• _Instructions to follow_: Recast the items below as a two-column CSV with the headers text and answer. Give one row per item, enclose each field in double quotes, replace any line breaks with spaces, and omit the pictures.

# start of Material shown

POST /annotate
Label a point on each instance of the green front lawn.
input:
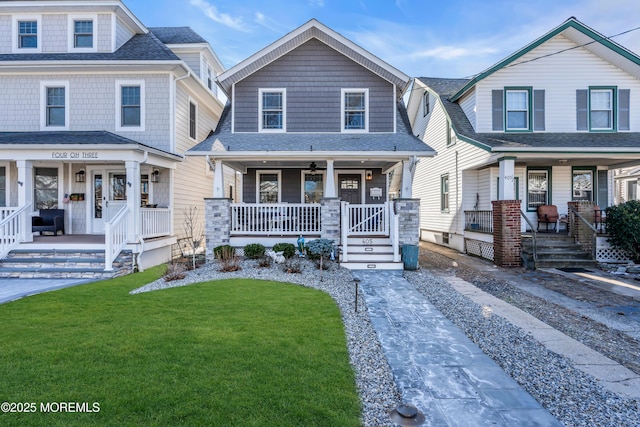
(220, 353)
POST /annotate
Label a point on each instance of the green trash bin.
(410, 257)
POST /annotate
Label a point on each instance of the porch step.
(66, 263)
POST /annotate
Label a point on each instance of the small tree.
(193, 230)
(623, 226)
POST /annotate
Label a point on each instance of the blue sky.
(451, 38)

# end of Material shown

• _The result_:
text,answer
"POST /annotate Label a point on each instance of the green front lawn. input:","(220, 353)"
"POST /annotate Label a point on each instance of the green trash bin.","(410, 257)"
"POST /annotate Label a point on each instance of the porch step.","(66, 263)"
"POST /annotate Label a point on each instance of the small tree.","(193, 230) (623, 226)"
"POST /annotate Label a point on each instance of the blue sky.","(451, 38)"